Goal: Rewrite every line of the records below as a JSON list of strings, one string per line, with blank lines skipped. Leave the pictures out of the list.

Data to process:
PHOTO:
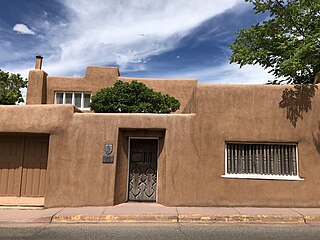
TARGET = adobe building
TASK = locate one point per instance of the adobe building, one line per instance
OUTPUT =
(228, 145)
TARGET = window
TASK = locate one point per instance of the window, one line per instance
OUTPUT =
(262, 161)
(79, 99)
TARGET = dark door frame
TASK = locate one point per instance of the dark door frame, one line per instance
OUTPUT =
(129, 158)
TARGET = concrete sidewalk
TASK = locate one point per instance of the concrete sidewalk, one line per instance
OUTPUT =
(152, 212)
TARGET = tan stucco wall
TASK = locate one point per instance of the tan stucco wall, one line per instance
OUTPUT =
(191, 163)
(42, 87)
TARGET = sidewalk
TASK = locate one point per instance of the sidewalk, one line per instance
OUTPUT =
(152, 212)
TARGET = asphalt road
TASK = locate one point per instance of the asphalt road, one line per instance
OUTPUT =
(159, 231)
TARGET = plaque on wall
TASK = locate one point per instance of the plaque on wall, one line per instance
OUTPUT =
(107, 159)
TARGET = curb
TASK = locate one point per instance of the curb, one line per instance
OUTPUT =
(187, 218)
(114, 218)
(242, 219)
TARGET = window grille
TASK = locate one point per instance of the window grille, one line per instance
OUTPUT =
(261, 159)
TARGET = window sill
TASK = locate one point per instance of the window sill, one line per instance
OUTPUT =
(263, 177)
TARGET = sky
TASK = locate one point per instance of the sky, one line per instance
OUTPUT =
(144, 38)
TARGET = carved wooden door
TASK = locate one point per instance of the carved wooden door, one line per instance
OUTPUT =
(143, 170)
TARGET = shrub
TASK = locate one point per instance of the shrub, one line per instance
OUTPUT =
(133, 97)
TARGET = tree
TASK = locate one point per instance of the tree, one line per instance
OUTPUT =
(133, 97)
(10, 85)
(288, 43)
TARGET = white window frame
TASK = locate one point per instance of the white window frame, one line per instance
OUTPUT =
(260, 176)
(73, 99)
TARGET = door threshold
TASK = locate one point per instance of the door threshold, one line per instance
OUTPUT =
(22, 201)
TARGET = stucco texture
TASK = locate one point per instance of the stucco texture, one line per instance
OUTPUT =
(191, 162)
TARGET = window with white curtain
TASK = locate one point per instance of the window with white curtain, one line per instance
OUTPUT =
(79, 99)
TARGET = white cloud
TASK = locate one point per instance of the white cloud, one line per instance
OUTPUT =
(23, 29)
(227, 74)
(107, 32)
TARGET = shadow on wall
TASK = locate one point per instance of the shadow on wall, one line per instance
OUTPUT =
(316, 139)
(298, 100)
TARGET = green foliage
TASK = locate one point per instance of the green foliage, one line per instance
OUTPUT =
(134, 97)
(288, 43)
(10, 85)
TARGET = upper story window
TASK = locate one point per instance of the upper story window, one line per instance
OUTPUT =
(79, 99)
(262, 161)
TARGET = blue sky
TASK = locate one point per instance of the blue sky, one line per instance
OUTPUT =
(144, 38)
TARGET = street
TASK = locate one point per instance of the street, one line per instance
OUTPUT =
(157, 231)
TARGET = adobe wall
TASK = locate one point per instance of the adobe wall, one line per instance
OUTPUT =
(77, 176)
(249, 113)
(41, 87)
(192, 161)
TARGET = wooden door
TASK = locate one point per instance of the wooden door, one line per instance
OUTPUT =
(34, 166)
(143, 170)
(11, 157)
(23, 165)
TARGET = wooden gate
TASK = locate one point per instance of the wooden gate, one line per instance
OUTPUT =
(23, 165)
(143, 170)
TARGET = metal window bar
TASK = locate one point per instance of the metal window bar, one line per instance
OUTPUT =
(264, 159)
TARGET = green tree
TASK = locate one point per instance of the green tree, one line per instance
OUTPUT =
(10, 85)
(133, 97)
(288, 43)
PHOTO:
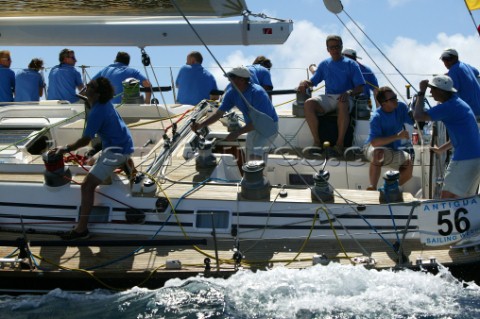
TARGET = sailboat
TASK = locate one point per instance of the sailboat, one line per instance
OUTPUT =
(197, 206)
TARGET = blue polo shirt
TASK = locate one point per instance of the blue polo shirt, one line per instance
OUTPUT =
(464, 78)
(383, 124)
(62, 83)
(105, 121)
(461, 126)
(28, 83)
(194, 84)
(117, 73)
(7, 84)
(339, 76)
(256, 96)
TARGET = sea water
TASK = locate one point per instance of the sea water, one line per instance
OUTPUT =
(332, 291)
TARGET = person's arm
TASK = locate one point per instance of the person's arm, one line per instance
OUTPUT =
(214, 97)
(441, 149)
(244, 129)
(419, 113)
(357, 90)
(210, 120)
(148, 93)
(381, 141)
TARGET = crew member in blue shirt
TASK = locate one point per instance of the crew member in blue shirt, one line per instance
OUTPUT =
(343, 80)
(194, 82)
(462, 176)
(7, 77)
(261, 120)
(387, 129)
(119, 71)
(117, 146)
(29, 83)
(464, 77)
(64, 78)
(371, 82)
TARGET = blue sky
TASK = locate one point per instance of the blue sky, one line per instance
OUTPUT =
(411, 33)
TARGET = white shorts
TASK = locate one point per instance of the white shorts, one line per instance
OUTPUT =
(107, 163)
(391, 158)
(258, 145)
(462, 177)
(329, 102)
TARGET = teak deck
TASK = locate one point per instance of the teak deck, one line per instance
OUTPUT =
(78, 268)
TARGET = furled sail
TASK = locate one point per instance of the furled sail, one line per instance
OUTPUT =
(133, 23)
(200, 8)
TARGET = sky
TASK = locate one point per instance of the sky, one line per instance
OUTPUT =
(401, 40)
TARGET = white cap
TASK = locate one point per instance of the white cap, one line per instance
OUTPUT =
(449, 53)
(240, 71)
(351, 52)
(443, 82)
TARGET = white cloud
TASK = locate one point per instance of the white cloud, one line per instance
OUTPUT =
(410, 60)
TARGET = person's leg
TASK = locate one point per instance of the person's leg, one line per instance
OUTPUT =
(375, 167)
(343, 120)
(88, 195)
(311, 108)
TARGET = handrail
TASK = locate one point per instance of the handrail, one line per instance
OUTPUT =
(25, 117)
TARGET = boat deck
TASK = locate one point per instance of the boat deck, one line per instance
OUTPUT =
(128, 266)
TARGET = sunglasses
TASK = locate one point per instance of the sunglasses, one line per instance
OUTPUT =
(393, 98)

Exercise output:
[
  "PHOTO:",
  "TARGET = adobe building",
  "TASK = locate one point per instance of the adobe building, one line per instance",
  "OUTPUT =",
  "(228, 145)",
  "TARGET = window",
  "TASK = locate one point per instance of the window, one line per instance",
  "OUTPUT =",
  "(262, 161)",
  "(79, 99)",
  "TARGET = dark door frame",
  "TASK = locate one point per instance of the dark door frame, one line per instance",
  "OUTPUT =",
  "(129, 158)",
  "TARGET = concrete sidewalk",
  "TASK = locate one point per instance of the concrete sidewalk, one line per instance",
  "OUTPUT =",
  "(152, 212)",
  "TARGET = tan stucco wall",
  "TASK = locate one point per instance of the tan stucco wall, one line per instance",
  "OUTPUT =",
  "(191, 163)",
  "(42, 87)",
  "TARGET = sidewalk",
  "TASK = locate one point per instance of the sidewalk, one line per instance",
  "OUTPUT =",
  "(152, 212)",
  "TARGET = asphalt road",
  "TASK = locate one point per instance of the asphalt road, one line per instance",
  "OUTPUT =",
  "(159, 231)",
  "TARGET = plaque on wall",
  "TASK = locate one point per instance of the plaque on wall, one line per instance",
  "OUTPUT =",
  "(107, 159)",
  "TARGET = curb",
  "TASK = locate one point per instance of the curb, one line per instance",
  "OUTPUT =",
  "(187, 218)",
  "(114, 218)",
  "(242, 219)",
  "TARGET = window grille",
  "TASK = locate one point per instance of the window grille, one line per instance",
  "OUTPUT =",
  "(261, 159)",
  "TARGET = window sill",
  "TASK = locate one point per instance of the window sill, one line per instance",
  "OUTPUT =",
  "(263, 177)",
  "TARGET = sky",
  "TASK = locate one point per instance of the sky, one line per instance",
  "OUTPUT =",
  "(144, 38)",
  "TARGET = carved wooden door",
  "TASK = locate one point per instance of the carved wooden door, one line per instance",
  "OUTPUT =",
  "(143, 170)",
  "TARGET = shrub",
  "TASK = locate one point per instance of the shrub, one line per instance",
  "OUTPUT =",
  "(133, 97)",
  "TARGET = tree",
  "TASK = locate one point per instance of the tree, one line per instance",
  "OUTPUT =",
  "(133, 97)",
  "(10, 85)",
  "(288, 43)",
  "TARGET = white window frame",
  "TASK = locate one point per instance of the white window frame, one line per instance",
  "OUTPUT =",
  "(260, 176)",
  "(73, 99)",
  "TARGET = door threshold",
  "TASK = locate one point per instance of the door threshold, one line per instance",
  "OUTPUT =",
  "(22, 201)",
  "TARGET = stucco texture",
  "TASK = locate one point per instance of the stucco texture, one line per instance",
  "OUTPUT =",
  "(191, 162)",
  "TARGET = window with white curtain",
  "TASK = locate one point per instance of the window with white curtain, one line per instance",
  "OUTPUT =",
  "(79, 99)",
  "TARGET = white cloud",
  "TASK = locate one point per instance of the white cloud, one line per instance",
  "OUTPUT =",
  "(23, 29)",
  "(227, 74)",
  "(107, 32)",
  "TARGET = shadow on wall",
  "TASK = locate one point per instance of the shadow on wall, one line per instance",
  "OUTPUT =",
  "(316, 139)",
  "(298, 100)",
  "TARGET = green foliage",
  "TASK = locate one point per instance of the green foliage, one line per instance",
  "OUTPUT =",
  "(134, 97)",
  "(288, 43)",
  "(10, 85)",
  "TARGET = upper story window",
  "TASK = locate one point per instance of the upper story window, one line per instance",
  "OUTPUT =",
  "(79, 99)",
  "(262, 161)",
  "TARGET = blue sky",
  "TASK = locate one point per instance of the blue sky, one line per instance",
  "OUTPUT =",
  "(144, 38)",
  "TARGET = street",
  "TASK = locate one point per instance of the street, one line per instance",
  "OUTPUT =",
  "(157, 231)",
  "TARGET = adobe wall",
  "TASK = locate one point per instance of the adobe wall, one line per instance",
  "OUTPUT =",
  "(77, 176)",
  "(249, 113)",
  "(41, 87)",
  "(192, 161)",
  "TARGET = wooden door",
  "TASK = locate one point per instance of the wooden door, one line per instance",
  "OUTPUT =",
  "(34, 166)",
  "(143, 170)",
  "(11, 157)",
  "(23, 165)",
  "TARGET = wooden gate",
  "TASK = locate one point per instance of the wooden gate, one line per instance",
  "OUTPUT =",
  "(23, 165)",
  "(143, 170)",
  "TARGET = metal window bar",
  "TASK = locate one point per instance of the metal window bar, one line per instance",
  "OUTPUT =",
  "(264, 159)",
  "TARGET = green tree",
  "TASK = locate one point per instance of the green tree, one line per instance",
  "OUTPUT =",
  "(10, 85)",
  "(133, 97)",
  "(288, 43)",
  "PHOTO:",
  "TARGET = sailboat",
  "TASK = locate one point per instance of the sailboat, one line per instance",
  "OUTPUT =",
  "(197, 206)",
  "TARGET = blue polo shirt",
  "TASK = locate one point per instance of the blue polo shirt, one line per instance",
  "OUTPUT =",
  "(464, 78)",
  "(383, 124)",
  "(62, 83)",
  "(105, 121)",
  "(461, 126)",
  "(28, 83)",
  "(194, 84)",
  "(117, 73)",
  "(7, 84)",
  "(339, 76)",
  "(256, 96)",
  "TARGET = sea water",
  "TASK = locate one point per instance of the sea water, one line per instance",
  "OUTPUT =",
  "(332, 291)",
  "TARGET = person's arm",
  "TASK = locate one point per instance of the person's arm, one line per instance",
  "OUTPUT =",
  "(214, 97)",
  "(441, 149)",
  "(244, 129)",
  "(419, 113)",
  "(357, 90)",
  "(210, 120)",
  "(148, 93)",
  "(381, 141)",
  "TARGET = crew member in blue shirt",
  "TASK = locate one point per instance of the crew member in blue shirt, one line per instance",
  "OUTPUT =",
  "(343, 80)",
  "(194, 82)",
  "(462, 176)",
  "(7, 77)",
  "(261, 120)",
  "(387, 129)",
  "(119, 71)",
  "(117, 146)",
  "(29, 83)",
  "(464, 77)",
  "(64, 78)",
  "(371, 82)",
  "TARGET = blue sky",
  "TASK = locate one point per instance of the blue sky, one line per instance",
  "OUTPUT =",
  "(411, 33)",
  "TARGET = white shorts",
  "TASK = locate one point per instance of the white shorts, one line per instance",
  "OUTPUT =",
  "(107, 163)",
  "(391, 158)",
  "(258, 145)",
  "(462, 177)",
  "(329, 102)",
  "TARGET = teak deck",
  "TASK = locate one point per instance of the teak deck, one line per instance",
  "OUTPUT =",
  "(78, 268)",
  "TARGET = furled sail",
  "TASK = locate one point per instance of the furled sail, one line per instance",
  "OUTPUT =",
  "(133, 23)",
  "(200, 8)",
  "TARGET = sky",
  "TASK = locate one point per instance of the sky, one line per instance",
  "OUTPUT =",
  "(401, 40)",
  "TARGET = white cap",
  "TASK = locate one point per instance of the white cap, one line per instance",
  "OUTPUT =",
  "(449, 53)",
  "(240, 71)",
  "(351, 52)",
  "(443, 82)",
  "TARGET = white cloud",
  "TASK = locate one point per instance of the white cloud, one line per instance",
  "OUTPUT =",
  "(410, 60)",
  "TARGET = person's leg",
  "TASK = locate one point per instance of the person's leg, one line per instance",
  "OUTPUT =",
  "(375, 167)",
  "(343, 120)",
  "(88, 195)",
  "(311, 108)",
  "TARGET = handrail",
  "TASK = locate one point per instance of the handrail, one line per instance",
  "OUTPUT =",
  "(25, 117)",
  "TARGET = boat deck",
  "TASK = locate one point per instance of the boat deck, one line per instance",
  "OUTPUT =",
  "(128, 266)",
  "TARGET = sunglasses",
  "TASK = locate one point per instance of the sunglasses, one line per instance",
  "OUTPUT =",
  "(393, 98)"
]